SOURCE TEXT -
begin

Kong Immunity
Introduction
Kong Immunity is an advanced AI-powered security feature that monitors API traffic patterns to detect and respond to anomalies automatically. It uses machine learning algorithms to establish a baseline of normal traffic behaviors and identifies potential security threats or operational issues that deviate from this baseline. Think of it as an immune system for your API gateway - continuously watching for and protecting against unusual activities without requiring manual intervention.
How Kong Immunity Works
Kong Immunity operates in three main phases:
- Learning Phase: Observes API traffic to establish normal behavior patterns
- Detection Phase: Identifies anomalies that deviate from learned patterns
- Response Phase: Takes configurable actions when anomalies are detected
Prerequisites
Before setting up Kong Immunity, ensure you have:
- Kong Enterprise installed (version 2.1.0 or later)
- Kong Immunity license
- Kong Manager access
- Admin API access
Setting Up Kong Immunity
Step 1: Enable the Immunity Plugin
First, let's enable the Kong Immunity plugin for a specific service:
curl -X POST http://localhost:8001/services/my-service/plugins \
--data "name=immunity" \
--data "config.server_url=http://immunity-server:5000" \
--data "config.alert_threshold=70"
This will:
- Enable Immunity for the service named
my-service
- Set the Immunity server location
- Configure the alert threshold to 70% (alerts will trigger when anomaly confidence exceeds 70%)

end

DATA -
begin

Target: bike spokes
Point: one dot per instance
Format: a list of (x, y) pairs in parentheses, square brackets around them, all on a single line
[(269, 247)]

end

How would you translate this sentence from the Kong Immunity text into Spanish: "Kong Immunity is an advanced AI-powered security feature that monitors API traffic patterns to detect and respond to anomalies automatically."?

Kong Immunity es una función de seguridad avanzada impulsada por IA que supervisa los patrones de tráfico de la API para detectar anomalías y responder a ellas automáticamente.